Hoofdstuk 3. Procedure aanvraag om vergunning

Artikel 5 Vragenlijst

  • 1. In alle in artikel 4 omschreven gevallen moet betrokkene naast de reguliere aanvraag- en/of vragenformulieren ook Bibob-vragenformulieren invullen.

  • 2. Het bestuursorgaan maakt gebruik van de door het Bureau ter beschikking gestelde vragenformulieren en Indicatorenlijsten. Deze worden hiertoe vastgesteld door het bevoegd gezag.

  • 3. Weigering om de in het eerste lid bedoelde Bibob-vragenformulieren in te vullen en/of het niet volledig invullen van de Bibob-vragenformulieren kan een grond opleveren om de aanvraag buiten behandeling te laten of de beschikking te weigeren.

Artikel 6 Onderzoek

  • 1. Het onderzoek naar het zich voordoen van weigeringsgronden als bedoeld in artikel 3 van de wet bestaat uit:

    • a.

      het beoordelen van de aanvraag tot het verlenen van een beschikking en in dat kader overgelegde gegevens, mede aan de hand van bij het bestuursorgaan bekende feiten en omstandigheden, alsmede aan de hand van de ingevulde Indicatorenlijst;

    • b.

      het verzamelen, bewerken en analyseren van informatie die al dan niet door middel van het in het vorige artikel bedoelde vragenlijsten en de daarbij te voegen bijlagen is verstrekt door de aanvrager en de gegevens die zijn verkregen uit informatiebronnen die het bestuursorgaan volgens de wet kan raadplegen.

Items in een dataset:
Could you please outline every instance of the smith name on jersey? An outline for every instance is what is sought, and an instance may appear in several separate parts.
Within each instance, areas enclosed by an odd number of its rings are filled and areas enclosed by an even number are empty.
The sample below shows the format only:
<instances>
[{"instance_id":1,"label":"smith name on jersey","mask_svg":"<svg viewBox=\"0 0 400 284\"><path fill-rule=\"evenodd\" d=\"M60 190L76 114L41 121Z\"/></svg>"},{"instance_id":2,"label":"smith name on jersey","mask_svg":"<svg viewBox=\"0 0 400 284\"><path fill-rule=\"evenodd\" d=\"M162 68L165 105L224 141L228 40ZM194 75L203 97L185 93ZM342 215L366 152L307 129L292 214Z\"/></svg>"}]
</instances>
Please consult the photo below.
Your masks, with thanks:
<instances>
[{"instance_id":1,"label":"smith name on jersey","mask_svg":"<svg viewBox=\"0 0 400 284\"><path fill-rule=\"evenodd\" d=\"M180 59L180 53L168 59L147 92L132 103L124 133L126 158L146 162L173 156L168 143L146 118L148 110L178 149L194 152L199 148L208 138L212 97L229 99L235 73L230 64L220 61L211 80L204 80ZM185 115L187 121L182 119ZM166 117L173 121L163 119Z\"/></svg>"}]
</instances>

--- KORTE OPDRACHT 1 ---
Hoe luidt deze zin uit de aangeleverde tekst over de Bibob-aanvraagprocedure in het Engels: "Weigering om de in het eerste lid bedoelde Bibob-vragenformulieren in te vullen en/of het niet volledig invullen van de Bibob-vragenformulieren kan een grond opleveren om de aanvraag buiten behandeling te laten of de beschikking te weigeren."?
--- KORTE OPDRACHT 2 ---
Wil je de aangeleverde tekst over de Bibob-aanvraagprocedure verder schrijven, aansluitend op de laatste zin?
De items spelen hierbij geen enkele rol.

--- SCHRIFTELIJK ANTWOORD 1 ---
Refusal to complete the Bibob questionnaires referred to in the first paragraph and/or failure to complete the Bibob questionnaires in full may constitute grounds for not processing the application or for refusing the decision.

--- SCHRIFTELIJK ANTWOORD 2 ---
  • 2. Het bestuursorgaan kan zich bij het onderzoek laten ondersteunen door het Regionaal Informatie en Expertise Centrum Oost-Nederland.

  • 3. Indien het onder b. bedoelde onderzoek onvoldoende uitsluitsel geeft over de mate van gevaar dat de in artikel 3 van de wet bedoelde feiten zich zullen voordoen wordt een advies als bedoeld in artikel 9 van de wet ingewonnen bij het Bureau.

Artikel 7 Informatieplicht

  • 1. Het bestuursorgaan informeert betrokkene schriftelijk over een adviesaanvraag aan het Bureau. Betrokkene wordt daarbij gewezen op de opschorting van de beslistermijn als bedoeld in artikel 8.

  • 2. In het geval het bestuursorgaan overgaat tot het aanvragen van een advies aan het Bureau, voegt het een afschrift van het schrijven als bedoeld in het eerste lid toe aan de adviesaanvraag.

Artikel 8 Adviestermijn

  • 1. Indien het bestuursorgaan een advies aanvraagt, wordt op grond van artikel 31 van de Wet Bibob de wettelijke termijn waarbinnen de beschikking dient te worden gegeven, opgeschort voor de duur van de periode die begint met de dag waarop het advies is aangevraagd en eindigt met de dag waarop dat advies is ontvangen, met dien verstande dat deze opschorting niet langer duurt dan de termijn, zoals genoemd in artikel 15 van de Wet Bibob.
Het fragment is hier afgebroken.